Please tally how many lines in the entries below contain the string "guitar", with case counting, and give only the number.

[ITEMS start]

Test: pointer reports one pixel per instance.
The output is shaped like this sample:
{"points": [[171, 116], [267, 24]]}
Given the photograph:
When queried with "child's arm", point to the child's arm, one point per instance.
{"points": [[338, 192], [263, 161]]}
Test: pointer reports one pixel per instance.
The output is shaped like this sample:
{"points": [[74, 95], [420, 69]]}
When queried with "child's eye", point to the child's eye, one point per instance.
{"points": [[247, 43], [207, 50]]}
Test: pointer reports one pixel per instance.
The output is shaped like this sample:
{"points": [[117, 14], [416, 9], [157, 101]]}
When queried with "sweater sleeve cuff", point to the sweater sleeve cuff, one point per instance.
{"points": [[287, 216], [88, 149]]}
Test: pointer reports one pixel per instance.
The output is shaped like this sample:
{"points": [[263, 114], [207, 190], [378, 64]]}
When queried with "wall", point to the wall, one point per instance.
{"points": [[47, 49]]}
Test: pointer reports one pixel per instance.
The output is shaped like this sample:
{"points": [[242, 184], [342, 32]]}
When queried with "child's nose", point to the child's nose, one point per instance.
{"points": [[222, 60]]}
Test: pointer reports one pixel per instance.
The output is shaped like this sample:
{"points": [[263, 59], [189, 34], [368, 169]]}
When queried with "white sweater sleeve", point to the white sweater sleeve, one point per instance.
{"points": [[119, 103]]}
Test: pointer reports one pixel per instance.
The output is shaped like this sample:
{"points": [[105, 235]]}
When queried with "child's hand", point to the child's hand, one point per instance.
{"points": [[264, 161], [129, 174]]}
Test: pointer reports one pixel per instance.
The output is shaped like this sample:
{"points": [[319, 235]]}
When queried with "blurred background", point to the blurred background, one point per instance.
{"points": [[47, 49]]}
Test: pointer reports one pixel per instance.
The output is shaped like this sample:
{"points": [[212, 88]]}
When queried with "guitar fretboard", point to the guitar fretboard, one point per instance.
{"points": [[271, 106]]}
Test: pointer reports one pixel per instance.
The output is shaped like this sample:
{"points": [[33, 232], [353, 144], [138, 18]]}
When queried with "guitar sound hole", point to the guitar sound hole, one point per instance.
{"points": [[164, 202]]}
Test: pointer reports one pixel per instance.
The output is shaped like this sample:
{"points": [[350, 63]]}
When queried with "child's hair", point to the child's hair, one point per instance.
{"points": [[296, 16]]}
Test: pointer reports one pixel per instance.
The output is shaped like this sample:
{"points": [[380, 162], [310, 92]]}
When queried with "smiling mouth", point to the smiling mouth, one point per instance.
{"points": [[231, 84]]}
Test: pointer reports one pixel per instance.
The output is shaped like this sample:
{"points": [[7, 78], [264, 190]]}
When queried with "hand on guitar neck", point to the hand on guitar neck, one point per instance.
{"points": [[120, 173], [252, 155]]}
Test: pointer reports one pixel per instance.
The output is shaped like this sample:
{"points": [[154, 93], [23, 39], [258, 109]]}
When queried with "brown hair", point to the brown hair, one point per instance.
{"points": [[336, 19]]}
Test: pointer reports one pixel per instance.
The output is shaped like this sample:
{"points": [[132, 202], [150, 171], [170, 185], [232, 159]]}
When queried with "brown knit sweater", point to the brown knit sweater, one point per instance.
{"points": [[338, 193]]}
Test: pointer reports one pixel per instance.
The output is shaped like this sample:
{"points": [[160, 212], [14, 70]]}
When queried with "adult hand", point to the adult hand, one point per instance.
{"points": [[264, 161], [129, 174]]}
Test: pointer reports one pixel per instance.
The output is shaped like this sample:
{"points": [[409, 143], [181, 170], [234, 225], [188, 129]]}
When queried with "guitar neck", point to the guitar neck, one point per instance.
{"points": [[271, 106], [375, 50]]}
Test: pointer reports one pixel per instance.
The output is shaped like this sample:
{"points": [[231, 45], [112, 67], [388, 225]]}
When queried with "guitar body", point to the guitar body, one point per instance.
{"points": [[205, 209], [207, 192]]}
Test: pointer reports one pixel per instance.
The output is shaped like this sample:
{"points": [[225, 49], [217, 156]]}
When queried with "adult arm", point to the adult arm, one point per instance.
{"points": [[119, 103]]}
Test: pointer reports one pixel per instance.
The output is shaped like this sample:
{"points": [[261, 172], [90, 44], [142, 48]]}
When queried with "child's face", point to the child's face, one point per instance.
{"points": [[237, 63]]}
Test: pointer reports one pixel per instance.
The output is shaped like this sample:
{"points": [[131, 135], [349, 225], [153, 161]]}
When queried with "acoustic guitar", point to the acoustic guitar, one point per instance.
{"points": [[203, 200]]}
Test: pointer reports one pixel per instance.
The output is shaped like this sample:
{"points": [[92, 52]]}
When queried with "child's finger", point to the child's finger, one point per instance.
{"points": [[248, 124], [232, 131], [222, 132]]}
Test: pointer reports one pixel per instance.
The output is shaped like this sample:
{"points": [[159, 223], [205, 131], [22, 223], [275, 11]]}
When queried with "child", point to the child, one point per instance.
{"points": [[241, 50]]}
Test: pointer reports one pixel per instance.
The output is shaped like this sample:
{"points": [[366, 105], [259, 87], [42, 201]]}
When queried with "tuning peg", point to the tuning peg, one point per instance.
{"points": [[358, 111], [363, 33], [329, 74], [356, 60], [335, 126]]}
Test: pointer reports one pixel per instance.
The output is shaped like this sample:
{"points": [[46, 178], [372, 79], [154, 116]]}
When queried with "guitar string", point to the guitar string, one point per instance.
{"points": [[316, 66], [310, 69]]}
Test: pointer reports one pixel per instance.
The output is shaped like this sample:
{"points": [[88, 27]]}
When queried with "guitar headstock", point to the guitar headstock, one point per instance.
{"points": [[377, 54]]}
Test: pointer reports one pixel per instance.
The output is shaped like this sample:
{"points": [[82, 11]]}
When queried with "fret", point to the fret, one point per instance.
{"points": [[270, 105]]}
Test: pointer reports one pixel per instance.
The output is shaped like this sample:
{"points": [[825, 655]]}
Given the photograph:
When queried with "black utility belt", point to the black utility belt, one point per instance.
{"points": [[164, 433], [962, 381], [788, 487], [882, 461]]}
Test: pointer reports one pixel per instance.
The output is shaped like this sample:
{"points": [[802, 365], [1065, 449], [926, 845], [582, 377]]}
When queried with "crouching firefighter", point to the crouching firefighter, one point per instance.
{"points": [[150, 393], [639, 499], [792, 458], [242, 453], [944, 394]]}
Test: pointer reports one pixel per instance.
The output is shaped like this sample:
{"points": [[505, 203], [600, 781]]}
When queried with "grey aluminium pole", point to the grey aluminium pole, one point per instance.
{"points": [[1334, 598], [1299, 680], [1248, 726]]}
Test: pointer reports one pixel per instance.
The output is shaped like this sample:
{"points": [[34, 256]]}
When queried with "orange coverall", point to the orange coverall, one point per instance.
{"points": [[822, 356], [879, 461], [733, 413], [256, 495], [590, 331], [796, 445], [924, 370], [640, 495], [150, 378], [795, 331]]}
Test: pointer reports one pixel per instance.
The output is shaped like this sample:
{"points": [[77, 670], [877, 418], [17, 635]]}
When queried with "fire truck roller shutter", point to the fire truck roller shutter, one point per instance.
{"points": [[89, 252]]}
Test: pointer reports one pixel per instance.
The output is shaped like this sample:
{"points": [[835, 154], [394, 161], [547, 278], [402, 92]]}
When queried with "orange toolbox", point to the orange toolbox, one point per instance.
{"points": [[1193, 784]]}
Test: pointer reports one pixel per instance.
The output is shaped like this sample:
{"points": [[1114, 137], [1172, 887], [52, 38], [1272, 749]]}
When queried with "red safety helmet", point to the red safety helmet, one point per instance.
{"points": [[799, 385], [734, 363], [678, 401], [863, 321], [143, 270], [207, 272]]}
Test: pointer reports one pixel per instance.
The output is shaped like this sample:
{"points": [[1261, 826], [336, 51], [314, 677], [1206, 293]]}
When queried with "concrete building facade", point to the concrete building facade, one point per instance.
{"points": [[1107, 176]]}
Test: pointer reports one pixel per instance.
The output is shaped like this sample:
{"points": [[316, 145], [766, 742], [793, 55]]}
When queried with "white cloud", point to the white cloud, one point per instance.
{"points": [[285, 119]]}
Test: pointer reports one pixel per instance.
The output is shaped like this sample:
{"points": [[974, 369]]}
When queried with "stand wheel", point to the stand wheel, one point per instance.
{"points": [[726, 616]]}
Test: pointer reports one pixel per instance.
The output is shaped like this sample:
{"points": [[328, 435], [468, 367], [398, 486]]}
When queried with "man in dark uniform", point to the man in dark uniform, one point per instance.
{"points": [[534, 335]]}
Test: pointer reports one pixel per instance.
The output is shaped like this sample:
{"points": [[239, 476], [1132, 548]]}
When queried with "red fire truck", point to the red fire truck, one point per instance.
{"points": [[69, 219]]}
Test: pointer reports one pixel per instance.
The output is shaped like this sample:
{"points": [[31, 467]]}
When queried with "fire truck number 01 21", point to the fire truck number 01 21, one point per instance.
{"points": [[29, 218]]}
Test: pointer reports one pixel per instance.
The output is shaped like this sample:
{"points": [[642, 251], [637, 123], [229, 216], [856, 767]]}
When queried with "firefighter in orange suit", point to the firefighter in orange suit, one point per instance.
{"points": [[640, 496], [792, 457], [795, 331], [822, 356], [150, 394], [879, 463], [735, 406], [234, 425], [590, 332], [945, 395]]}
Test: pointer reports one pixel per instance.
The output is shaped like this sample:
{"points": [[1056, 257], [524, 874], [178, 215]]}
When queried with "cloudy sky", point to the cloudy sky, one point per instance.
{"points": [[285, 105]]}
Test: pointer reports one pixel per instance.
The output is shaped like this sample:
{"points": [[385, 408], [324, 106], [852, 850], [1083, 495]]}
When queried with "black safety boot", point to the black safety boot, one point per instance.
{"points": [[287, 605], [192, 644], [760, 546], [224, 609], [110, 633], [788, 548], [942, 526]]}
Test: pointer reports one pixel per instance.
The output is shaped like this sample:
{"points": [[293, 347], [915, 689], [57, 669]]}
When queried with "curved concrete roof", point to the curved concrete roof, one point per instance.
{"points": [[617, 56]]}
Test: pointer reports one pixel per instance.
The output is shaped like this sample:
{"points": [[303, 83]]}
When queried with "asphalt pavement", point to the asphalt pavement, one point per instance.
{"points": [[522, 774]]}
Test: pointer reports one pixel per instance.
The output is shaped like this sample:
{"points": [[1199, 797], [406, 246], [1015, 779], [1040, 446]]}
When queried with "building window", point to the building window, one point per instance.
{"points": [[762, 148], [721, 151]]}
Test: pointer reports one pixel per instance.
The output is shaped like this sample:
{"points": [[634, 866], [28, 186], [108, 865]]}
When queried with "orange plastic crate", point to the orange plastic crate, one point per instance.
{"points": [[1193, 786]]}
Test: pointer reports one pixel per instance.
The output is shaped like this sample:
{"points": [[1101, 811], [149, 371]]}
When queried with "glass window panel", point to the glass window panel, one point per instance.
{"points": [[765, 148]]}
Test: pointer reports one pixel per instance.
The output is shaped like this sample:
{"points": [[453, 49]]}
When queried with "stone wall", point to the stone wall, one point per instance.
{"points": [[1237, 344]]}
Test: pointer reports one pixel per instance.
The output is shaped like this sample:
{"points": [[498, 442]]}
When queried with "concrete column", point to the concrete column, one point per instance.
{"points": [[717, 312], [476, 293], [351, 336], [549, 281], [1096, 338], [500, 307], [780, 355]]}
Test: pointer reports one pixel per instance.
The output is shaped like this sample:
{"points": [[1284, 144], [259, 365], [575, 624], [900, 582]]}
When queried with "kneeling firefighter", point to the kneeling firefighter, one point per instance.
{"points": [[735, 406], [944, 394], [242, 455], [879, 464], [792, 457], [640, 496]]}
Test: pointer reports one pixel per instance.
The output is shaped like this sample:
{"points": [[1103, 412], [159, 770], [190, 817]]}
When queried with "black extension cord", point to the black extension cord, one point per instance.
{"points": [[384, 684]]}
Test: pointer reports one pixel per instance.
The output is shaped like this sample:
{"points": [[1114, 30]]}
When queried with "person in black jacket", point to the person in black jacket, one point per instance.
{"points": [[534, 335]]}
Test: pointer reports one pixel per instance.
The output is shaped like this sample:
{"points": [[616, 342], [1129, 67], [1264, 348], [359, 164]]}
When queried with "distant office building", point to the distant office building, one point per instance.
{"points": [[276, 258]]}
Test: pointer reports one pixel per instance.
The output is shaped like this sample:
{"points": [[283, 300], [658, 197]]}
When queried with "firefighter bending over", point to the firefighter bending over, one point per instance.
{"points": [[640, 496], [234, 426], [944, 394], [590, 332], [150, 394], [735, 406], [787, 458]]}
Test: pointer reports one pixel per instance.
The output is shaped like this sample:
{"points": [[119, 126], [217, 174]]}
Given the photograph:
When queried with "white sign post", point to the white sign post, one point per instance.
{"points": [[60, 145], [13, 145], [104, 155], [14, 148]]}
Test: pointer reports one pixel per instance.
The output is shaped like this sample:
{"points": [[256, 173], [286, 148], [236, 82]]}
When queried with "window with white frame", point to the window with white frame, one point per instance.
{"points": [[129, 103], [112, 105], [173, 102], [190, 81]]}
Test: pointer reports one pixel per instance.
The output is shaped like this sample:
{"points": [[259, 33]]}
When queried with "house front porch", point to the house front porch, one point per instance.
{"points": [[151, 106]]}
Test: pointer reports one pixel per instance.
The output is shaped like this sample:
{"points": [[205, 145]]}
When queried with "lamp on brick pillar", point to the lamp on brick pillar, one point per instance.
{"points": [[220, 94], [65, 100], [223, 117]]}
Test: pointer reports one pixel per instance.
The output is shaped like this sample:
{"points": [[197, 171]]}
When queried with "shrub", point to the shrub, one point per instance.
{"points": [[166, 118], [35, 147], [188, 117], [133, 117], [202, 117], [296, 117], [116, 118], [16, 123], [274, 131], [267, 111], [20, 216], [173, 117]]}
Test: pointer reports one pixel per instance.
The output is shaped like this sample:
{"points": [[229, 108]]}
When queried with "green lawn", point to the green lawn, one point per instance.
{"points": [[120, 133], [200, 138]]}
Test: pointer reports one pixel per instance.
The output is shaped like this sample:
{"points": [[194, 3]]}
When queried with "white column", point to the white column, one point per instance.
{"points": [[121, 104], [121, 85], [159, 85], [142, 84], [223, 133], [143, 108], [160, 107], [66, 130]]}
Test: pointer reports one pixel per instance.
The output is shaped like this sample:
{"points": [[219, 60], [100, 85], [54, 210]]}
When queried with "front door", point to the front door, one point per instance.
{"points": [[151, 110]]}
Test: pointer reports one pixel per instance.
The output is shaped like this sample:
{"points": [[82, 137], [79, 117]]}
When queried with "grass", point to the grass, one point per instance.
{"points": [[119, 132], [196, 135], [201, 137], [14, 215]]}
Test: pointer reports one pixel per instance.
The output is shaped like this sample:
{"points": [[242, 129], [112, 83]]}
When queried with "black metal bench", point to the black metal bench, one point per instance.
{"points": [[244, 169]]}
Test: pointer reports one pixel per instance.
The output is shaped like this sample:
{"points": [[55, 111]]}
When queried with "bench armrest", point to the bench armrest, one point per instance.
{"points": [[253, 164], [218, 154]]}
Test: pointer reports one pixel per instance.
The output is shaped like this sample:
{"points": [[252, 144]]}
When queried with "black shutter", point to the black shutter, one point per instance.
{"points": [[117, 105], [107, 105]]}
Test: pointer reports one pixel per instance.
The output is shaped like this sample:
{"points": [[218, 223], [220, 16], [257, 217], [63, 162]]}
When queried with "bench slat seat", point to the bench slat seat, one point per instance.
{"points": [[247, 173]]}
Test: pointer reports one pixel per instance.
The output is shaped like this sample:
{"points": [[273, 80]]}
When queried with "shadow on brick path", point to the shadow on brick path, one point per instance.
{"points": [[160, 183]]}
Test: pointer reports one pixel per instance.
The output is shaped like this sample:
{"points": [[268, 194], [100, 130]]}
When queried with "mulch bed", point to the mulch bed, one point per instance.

[ITEMS end]

**THE ANSWER**
8